• **Task details**
From the entries that follow, list every line in which the string "slope" appears.

┄┄┄┄┄┄┄┄┄┄┄┄┄┄┄┄┄┄┄┄

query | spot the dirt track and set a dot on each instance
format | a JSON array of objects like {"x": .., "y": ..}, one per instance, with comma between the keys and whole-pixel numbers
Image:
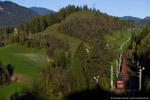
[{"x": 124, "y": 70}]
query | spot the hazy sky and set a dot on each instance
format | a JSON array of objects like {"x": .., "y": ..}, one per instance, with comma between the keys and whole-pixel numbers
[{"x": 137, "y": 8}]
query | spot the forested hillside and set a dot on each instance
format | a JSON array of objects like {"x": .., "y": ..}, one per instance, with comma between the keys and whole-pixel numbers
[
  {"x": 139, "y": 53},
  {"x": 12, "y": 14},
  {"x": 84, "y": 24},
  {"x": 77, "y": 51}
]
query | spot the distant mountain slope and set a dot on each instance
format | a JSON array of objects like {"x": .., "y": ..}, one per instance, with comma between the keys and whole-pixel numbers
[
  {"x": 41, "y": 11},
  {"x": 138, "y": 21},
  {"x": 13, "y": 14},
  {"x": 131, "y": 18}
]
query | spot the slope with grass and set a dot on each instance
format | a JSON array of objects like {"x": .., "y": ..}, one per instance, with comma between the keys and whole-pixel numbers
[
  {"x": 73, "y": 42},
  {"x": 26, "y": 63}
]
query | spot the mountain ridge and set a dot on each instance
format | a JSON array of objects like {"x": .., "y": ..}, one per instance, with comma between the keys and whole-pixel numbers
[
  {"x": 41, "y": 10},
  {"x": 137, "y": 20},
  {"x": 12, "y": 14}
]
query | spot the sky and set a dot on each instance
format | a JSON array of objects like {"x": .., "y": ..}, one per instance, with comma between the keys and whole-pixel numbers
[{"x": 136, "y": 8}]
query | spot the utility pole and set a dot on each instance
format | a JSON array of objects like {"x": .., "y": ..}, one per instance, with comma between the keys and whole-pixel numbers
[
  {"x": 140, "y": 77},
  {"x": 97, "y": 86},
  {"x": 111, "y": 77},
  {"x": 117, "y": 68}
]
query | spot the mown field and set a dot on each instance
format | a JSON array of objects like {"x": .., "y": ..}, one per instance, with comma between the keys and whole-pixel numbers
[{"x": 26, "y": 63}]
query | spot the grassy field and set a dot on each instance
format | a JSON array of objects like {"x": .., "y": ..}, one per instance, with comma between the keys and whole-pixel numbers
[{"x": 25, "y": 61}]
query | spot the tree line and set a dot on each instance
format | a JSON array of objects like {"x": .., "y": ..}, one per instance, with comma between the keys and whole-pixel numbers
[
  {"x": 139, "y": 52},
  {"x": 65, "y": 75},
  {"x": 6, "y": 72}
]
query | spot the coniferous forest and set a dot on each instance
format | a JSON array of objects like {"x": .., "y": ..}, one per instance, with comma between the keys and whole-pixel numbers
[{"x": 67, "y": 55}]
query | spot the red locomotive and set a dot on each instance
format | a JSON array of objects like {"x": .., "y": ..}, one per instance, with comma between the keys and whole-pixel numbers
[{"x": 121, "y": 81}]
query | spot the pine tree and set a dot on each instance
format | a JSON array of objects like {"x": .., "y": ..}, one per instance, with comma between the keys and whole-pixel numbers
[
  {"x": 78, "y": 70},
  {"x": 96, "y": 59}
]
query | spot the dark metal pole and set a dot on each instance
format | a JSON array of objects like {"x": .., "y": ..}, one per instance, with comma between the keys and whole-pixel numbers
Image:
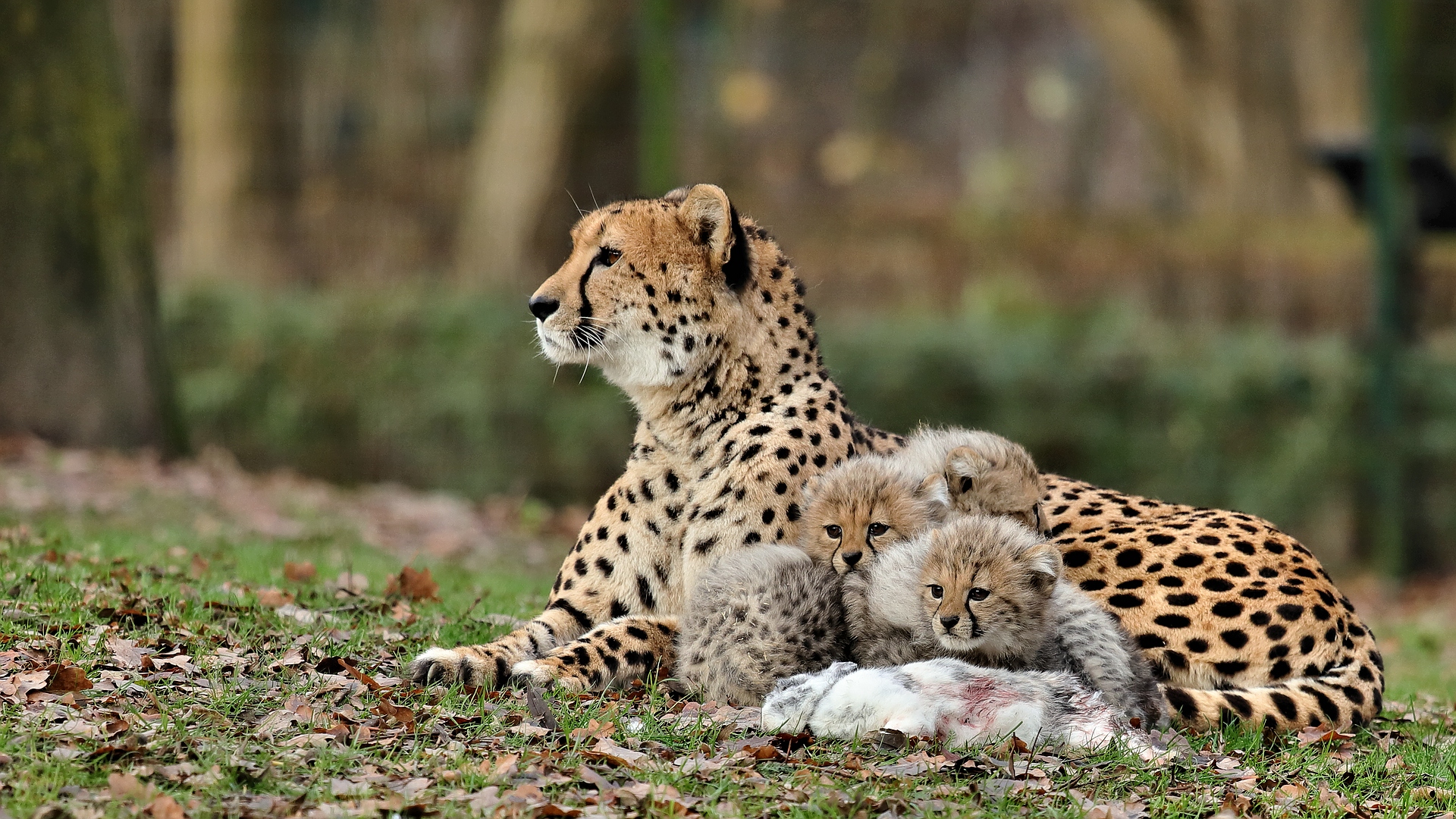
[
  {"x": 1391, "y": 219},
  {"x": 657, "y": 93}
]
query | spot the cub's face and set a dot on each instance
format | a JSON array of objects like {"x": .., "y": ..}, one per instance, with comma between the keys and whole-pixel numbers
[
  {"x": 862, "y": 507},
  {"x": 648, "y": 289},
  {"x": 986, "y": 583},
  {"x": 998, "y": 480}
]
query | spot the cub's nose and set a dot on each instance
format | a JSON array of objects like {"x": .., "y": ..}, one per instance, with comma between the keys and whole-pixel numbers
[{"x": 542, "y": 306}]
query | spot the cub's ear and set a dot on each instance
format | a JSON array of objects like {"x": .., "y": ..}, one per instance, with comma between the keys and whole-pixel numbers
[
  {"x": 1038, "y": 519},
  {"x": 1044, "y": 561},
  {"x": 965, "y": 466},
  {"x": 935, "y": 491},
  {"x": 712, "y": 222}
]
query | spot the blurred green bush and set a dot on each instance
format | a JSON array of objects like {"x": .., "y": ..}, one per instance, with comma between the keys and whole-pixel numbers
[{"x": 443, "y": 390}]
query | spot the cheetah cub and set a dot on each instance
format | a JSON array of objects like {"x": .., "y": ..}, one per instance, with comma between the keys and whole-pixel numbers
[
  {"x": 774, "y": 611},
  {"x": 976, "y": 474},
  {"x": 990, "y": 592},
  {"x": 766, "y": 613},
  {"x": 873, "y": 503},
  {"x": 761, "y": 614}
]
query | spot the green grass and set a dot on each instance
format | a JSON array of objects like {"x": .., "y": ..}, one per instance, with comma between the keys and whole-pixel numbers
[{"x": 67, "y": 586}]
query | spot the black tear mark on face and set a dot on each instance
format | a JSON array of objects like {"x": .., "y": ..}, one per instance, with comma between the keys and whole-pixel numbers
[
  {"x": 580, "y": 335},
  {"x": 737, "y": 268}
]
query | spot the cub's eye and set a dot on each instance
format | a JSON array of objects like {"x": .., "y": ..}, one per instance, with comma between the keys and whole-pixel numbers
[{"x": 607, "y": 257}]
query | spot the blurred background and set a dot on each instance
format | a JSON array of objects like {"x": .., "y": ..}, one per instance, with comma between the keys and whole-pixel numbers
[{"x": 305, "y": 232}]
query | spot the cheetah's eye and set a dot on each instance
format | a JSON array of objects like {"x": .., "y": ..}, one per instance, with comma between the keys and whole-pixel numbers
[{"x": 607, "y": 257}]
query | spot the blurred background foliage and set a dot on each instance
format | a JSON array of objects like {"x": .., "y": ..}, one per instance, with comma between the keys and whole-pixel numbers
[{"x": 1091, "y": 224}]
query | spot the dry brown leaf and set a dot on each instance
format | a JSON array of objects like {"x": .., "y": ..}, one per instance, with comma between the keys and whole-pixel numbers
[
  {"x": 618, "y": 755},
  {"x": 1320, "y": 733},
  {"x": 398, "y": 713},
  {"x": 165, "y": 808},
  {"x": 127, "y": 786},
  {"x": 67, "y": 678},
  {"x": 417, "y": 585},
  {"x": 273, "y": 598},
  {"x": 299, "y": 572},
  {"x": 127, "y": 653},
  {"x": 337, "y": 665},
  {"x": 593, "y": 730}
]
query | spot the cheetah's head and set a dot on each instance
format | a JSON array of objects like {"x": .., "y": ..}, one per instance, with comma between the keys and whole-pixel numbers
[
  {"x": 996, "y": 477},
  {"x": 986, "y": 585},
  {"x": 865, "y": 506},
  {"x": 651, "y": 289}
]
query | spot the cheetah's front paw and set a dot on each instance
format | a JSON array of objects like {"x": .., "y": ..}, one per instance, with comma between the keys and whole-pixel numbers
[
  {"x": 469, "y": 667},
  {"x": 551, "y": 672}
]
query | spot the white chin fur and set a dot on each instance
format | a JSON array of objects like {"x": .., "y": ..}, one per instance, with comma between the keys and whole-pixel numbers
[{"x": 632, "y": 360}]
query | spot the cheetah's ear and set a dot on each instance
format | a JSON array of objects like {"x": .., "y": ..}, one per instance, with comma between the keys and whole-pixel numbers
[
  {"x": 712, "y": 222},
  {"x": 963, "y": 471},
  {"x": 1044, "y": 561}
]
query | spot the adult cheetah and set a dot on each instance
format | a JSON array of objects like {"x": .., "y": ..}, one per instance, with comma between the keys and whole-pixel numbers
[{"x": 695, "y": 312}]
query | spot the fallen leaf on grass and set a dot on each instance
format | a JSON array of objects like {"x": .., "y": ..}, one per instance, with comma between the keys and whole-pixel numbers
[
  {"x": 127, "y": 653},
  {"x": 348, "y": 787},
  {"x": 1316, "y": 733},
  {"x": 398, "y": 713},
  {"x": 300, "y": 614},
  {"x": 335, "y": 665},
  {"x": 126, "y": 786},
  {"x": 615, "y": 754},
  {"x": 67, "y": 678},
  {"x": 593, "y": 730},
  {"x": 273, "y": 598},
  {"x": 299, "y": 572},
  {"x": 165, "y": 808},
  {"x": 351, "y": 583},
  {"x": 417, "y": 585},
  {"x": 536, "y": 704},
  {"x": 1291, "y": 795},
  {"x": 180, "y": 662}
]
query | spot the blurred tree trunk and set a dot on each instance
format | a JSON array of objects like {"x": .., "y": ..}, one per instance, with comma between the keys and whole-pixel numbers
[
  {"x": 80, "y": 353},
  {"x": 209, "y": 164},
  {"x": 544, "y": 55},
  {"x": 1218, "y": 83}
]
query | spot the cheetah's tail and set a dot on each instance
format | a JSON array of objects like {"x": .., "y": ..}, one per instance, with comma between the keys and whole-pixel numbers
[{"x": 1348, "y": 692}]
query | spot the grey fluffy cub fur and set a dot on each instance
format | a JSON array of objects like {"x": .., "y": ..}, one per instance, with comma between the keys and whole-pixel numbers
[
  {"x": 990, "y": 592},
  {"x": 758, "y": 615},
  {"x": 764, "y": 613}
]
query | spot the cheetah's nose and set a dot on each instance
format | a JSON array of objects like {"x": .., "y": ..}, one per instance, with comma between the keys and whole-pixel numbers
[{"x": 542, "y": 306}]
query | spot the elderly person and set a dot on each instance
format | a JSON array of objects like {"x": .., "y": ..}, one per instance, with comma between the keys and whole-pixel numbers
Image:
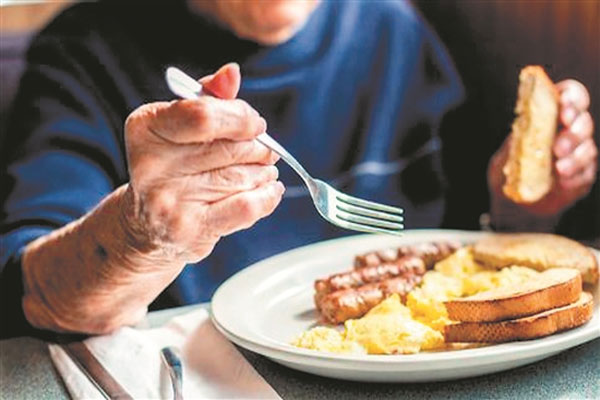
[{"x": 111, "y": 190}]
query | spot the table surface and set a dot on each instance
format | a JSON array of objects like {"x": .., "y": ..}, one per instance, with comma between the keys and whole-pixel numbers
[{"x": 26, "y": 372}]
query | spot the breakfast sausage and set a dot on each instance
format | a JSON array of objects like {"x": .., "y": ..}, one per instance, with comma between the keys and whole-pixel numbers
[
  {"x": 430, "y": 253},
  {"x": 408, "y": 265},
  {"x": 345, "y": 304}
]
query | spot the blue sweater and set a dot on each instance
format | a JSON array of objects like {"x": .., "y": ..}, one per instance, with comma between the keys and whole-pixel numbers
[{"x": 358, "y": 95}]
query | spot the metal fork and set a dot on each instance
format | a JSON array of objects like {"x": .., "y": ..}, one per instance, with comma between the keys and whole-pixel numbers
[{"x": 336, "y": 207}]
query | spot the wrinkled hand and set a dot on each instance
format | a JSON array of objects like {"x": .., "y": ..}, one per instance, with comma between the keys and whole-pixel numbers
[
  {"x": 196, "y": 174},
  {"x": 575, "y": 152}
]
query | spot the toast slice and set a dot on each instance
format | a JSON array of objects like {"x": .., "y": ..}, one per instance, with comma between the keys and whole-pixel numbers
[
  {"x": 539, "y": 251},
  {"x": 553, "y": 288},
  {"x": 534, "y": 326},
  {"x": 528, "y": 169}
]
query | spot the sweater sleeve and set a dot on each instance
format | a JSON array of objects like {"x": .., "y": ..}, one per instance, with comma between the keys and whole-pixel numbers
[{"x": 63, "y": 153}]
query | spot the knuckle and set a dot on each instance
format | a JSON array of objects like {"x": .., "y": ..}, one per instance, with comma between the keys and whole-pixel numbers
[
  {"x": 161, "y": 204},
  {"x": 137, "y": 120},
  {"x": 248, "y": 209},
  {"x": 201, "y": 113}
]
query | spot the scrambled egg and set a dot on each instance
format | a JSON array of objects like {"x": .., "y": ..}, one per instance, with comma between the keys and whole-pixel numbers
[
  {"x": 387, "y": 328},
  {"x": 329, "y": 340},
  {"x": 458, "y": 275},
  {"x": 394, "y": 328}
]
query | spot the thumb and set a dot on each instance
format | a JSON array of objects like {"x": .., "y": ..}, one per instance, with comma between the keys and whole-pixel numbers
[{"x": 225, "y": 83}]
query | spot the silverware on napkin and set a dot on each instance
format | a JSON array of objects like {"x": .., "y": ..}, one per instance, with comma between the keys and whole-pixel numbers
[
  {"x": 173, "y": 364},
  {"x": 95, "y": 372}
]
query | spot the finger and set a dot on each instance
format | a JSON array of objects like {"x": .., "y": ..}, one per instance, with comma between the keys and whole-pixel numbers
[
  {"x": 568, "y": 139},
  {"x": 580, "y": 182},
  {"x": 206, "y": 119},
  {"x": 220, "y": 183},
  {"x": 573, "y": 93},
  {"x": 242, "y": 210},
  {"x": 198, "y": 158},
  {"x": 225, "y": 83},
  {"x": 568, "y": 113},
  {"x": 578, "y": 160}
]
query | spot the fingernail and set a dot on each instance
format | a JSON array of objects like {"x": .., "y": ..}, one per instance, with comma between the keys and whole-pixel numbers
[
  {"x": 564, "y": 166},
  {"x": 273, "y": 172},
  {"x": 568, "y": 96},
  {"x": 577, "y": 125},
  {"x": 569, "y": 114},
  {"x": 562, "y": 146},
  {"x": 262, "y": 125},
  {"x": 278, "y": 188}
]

┄┄┄┄┄┄┄┄┄┄┄┄┄┄┄┄┄┄┄┄

• **Output for this exercise**
query | spot the distant mountain slope and set a dot on each instance
query | spot the slope with grass and set a dot on each instance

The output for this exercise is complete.